*Entries:*
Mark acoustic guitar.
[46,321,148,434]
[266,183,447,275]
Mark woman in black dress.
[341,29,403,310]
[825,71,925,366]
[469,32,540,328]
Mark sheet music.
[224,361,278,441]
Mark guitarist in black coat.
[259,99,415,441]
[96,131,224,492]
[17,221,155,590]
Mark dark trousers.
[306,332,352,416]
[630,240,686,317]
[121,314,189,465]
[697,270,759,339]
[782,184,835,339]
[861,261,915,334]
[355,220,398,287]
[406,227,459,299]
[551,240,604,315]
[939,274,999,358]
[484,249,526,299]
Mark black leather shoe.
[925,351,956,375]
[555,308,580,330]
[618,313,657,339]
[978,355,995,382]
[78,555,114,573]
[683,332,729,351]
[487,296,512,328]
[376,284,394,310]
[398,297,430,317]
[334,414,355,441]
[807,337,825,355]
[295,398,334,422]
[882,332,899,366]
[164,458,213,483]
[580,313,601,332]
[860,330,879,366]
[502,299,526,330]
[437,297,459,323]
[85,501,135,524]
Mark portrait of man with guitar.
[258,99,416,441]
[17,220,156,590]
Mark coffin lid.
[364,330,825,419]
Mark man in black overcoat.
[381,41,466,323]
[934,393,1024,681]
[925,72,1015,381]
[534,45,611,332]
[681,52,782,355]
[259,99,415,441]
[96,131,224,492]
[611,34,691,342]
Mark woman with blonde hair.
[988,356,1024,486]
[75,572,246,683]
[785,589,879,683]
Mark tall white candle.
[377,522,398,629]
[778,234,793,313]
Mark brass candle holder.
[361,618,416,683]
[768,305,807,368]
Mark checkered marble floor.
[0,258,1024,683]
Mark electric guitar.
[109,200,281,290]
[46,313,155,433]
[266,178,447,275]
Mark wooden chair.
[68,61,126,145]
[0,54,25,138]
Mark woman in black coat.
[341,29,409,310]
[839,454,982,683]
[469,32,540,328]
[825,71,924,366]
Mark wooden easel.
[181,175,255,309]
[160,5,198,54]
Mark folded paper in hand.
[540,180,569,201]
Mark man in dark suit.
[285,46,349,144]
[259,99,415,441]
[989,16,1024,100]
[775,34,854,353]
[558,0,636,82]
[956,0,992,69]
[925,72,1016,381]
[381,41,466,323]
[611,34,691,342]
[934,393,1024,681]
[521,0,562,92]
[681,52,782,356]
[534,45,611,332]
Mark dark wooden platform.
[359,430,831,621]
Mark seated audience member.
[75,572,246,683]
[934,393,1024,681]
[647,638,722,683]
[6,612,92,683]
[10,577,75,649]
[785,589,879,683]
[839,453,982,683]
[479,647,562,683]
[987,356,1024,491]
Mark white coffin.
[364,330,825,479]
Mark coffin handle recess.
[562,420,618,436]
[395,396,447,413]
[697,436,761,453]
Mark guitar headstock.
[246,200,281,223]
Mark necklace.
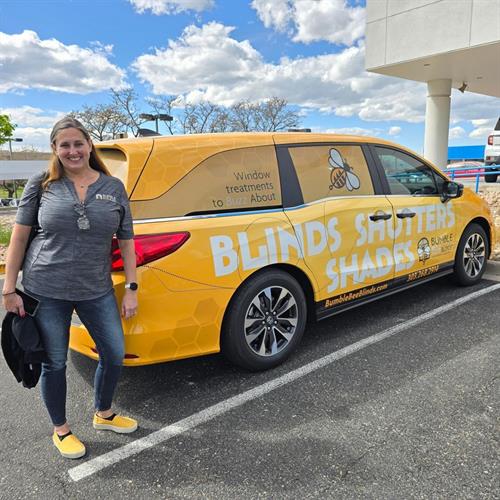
[73,171,97,189]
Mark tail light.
[111,232,191,271]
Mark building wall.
[366,0,500,69]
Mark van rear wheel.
[221,270,307,371]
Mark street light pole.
[7,137,23,160]
[139,113,174,133]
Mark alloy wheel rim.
[463,233,486,278]
[244,286,299,357]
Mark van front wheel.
[221,270,307,371]
[455,223,489,286]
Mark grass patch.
[0,224,12,245]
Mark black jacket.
[2,312,46,389]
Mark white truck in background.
[484,118,500,182]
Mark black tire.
[454,223,489,286]
[221,269,307,371]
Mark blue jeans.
[26,290,125,426]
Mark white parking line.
[68,283,500,481]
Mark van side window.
[288,144,374,203]
[131,146,281,218]
[375,147,439,196]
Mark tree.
[230,101,259,132]
[255,97,300,132]
[180,102,230,134]
[111,88,144,137]
[71,104,128,141]
[146,96,178,135]
[0,115,16,144]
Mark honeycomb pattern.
[150,298,224,359]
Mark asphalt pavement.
[0,263,500,500]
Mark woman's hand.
[2,293,26,318]
[122,288,137,319]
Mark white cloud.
[12,127,52,151]
[251,0,365,45]
[251,0,293,32]
[0,106,66,128]
[325,127,382,137]
[0,30,125,94]
[471,118,495,128]
[469,127,493,141]
[128,0,214,16]
[132,22,426,122]
[448,127,465,141]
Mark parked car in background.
[67,133,495,370]
[446,160,484,180]
[484,118,500,182]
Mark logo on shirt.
[95,193,116,203]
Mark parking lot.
[0,272,500,499]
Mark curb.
[486,260,500,276]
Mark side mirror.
[441,181,464,202]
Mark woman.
[2,117,137,458]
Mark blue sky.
[0,0,498,152]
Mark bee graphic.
[328,148,360,191]
[417,238,431,262]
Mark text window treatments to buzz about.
[134,146,281,217]
[289,144,374,203]
[375,147,444,195]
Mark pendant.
[76,215,90,231]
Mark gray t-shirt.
[16,173,134,301]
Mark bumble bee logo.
[328,148,360,191]
[417,238,431,262]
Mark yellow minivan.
[70,133,494,370]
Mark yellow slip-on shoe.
[93,413,137,434]
[52,431,86,458]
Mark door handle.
[396,208,417,219]
[370,210,392,221]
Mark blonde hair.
[42,116,111,189]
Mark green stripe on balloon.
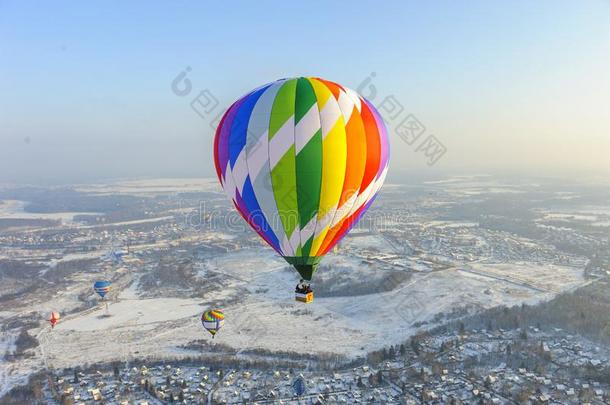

*The task:* Transcribe the listing above in full and without alteration, omitting the pictures.

*Task response:*
Mark acoustic guitar.
[46,321,148,434]
[266,183,447,275]
Mark woman in black dress.
[341,29,403,310]
[825,71,925,366]
[469,32,540,328]
Mark sheet music.
[224,361,278,441]
Mark guitarist in black coat.
[259,99,415,441]
[96,131,224,492]
[17,221,155,590]
Mark dark trousers.
[306,332,352,416]
[630,240,686,317]
[121,314,189,465]
[697,270,759,339]
[782,184,835,339]
[861,261,915,334]
[355,220,398,287]
[406,227,459,299]
[551,240,604,315]
[939,274,999,358]
[484,249,526,299]
Mark black leather shoe.
[925,351,956,375]
[555,308,580,330]
[618,313,657,339]
[978,355,995,382]
[78,555,114,573]
[683,332,729,351]
[487,296,512,328]
[376,284,394,310]
[398,297,430,317]
[334,414,355,441]
[807,337,825,355]
[295,398,334,422]
[882,332,899,366]
[164,458,213,483]
[580,313,601,332]
[860,330,879,366]
[502,299,526,330]
[437,297,459,323]
[85,501,135,524]
Mark portrait of man with guitar.
[258,99,416,441]
[17,220,156,590]
Mark coffin lid.
[364,330,825,419]
Mark man in black overcoat.
[381,41,466,323]
[934,393,1024,681]
[925,72,1015,381]
[534,45,611,332]
[681,52,782,355]
[259,99,415,441]
[96,131,224,492]
[611,34,691,342]
Mark woman with blonde hair.
[988,356,1024,486]
[75,572,246,683]
[785,589,879,683]
Mark tall white candle.
[377,522,398,629]
[778,234,793,313]
Mark brass candle holder.
[361,618,416,683]
[768,305,807,368]
Mark checkered marble floor.
[0,258,1024,683]
Mark electric guitar.
[109,200,281,290]
[46,313,155,433]
[266,178,447,275]
Mark wooden chair.
[68,61,126,145]
[0,54,25,138]
Mark woman in black coat.
[341,29,409,310]
[839,454,982,683]
[469,32,540,328]
[825,71,924,366]
Mark wooden easel.
[181,175,255,309]
[160,5,198,54]
Mark folded paper in hand.
[540,180,569,201]
Mark man in dark suit.
[285,46,349,144]
[259,99,415,441]
[989,16,1024,100]
[775,34,854,353]
[558,0,636,82]
[956,0,992,69]
[925,72,1016,381]
[381,41,466,323]
[611,34,691,342]
[934,393,1024,681]
[521,0,562,92]
[681,52,782,356]
[534,45,611,332]
Mark dark wooden platform.
[359,430,831,621]
Mark seated audience member.
[75,572,246,683]
[934,393,1024,681]
[647,638,722,683]
[6,612,92,683]
[10,577,75,649]
[785,589,879,683]
[839,453,982,683]
[479,647,562,683]
[987,356,1024,491]
Mark white coffin.
[364,330,825,479]
Mark coffin handle recess.
[562,420,618,436]
[395,396,447,413]
[697,436,761,453]
Mark guitar headstock.
[246,200,281,223]
Mark necklace.
[73,171,97,189]
Mark tail light.
[111,232,191,271]
Mark building wall.
[366,0,500,69]
Mark van rear wheel.
[221,270,307,371]
Mark street light pole.
[7,137,23,160]
[139,113,174,133]
Mark alloy wheel rim.
[463,233,486,278]
[244,286,299,357]
Mark van front wheel.
[221,270,307,371]
[455,223,489,286]
Mark grass patch.
[0,224,12,245]
Mark black jacket.
[2,312,46,389]
Mark white truck in background.
[484,118,500,182]
Mark black tire.
[454,223,489,286]
[221,269,307,371]
Mark blue jeans.
[26,290,125,426]
Mark white parking line.
[68,283,500,481]
Mark van side window.
[288,144,374,203]
[131,146,281,218]
[375,147,439,196]
Mark tree.
[230,101,259,132]
[255,97,300,132]
[180,102,230,134]
[111,88,144,137]
[71,104,128,141]
[146,96,178,135]
[0,115,16,144]
Mark honeycomb pattern.
[150,298,224,359]
Mark asphalt pavement.
[0,263,500,500]
Mark woman's hand.
[2,293,26,318]
[122,288,137,319]
Mark white cloud.
[12,127,52,151]
[251,0,365,45]
[251,0,293,32]
[0,106,66,128]
[325,127,382,137]
[0,30,125,94]
[471,118,495,128]
[469,127,493,141]
[128,0,214,16]
[132,22,426,122]
[448,127,465,141]
Mark parked car in background.
[67,133,495,370]
[446,160,484,180]
[484,118,500,182]
Mark logo on shirt.
[95,193,116,203]
Mark parking lot.
[0,272,500,499]
Mark curb.
[486,260,500,276]
Mark side mirror.
[441,181,464,202]
Mark woman.
[2,117,137,458]
Mark blue sky.
[0,0,498,152]
Mark bee graphic.
[328,148,360,191]
[417,238,431,262]
Mark text window treatments to buzz about.
[134,146,281,217]
[289,144,374,203]
[375,147,444,195]
Mark pendant.
[76,215,90,231]
Mark gray t-shirt.
[16,173,134,301]
Mark bumble bee logo.
[328,148,360,191]
[417,238,431,262]
Mark yellow minivan.
[70,133,494,370]
Mark yellow slip-on shoe.
[93,413,137,434]
[52,431,86,458]
Mark door handle.
[396,208,417,219]
[370,210,392,221]
Mark blonde hair.
[42,116,111,189]
Mark green stripe on balloon.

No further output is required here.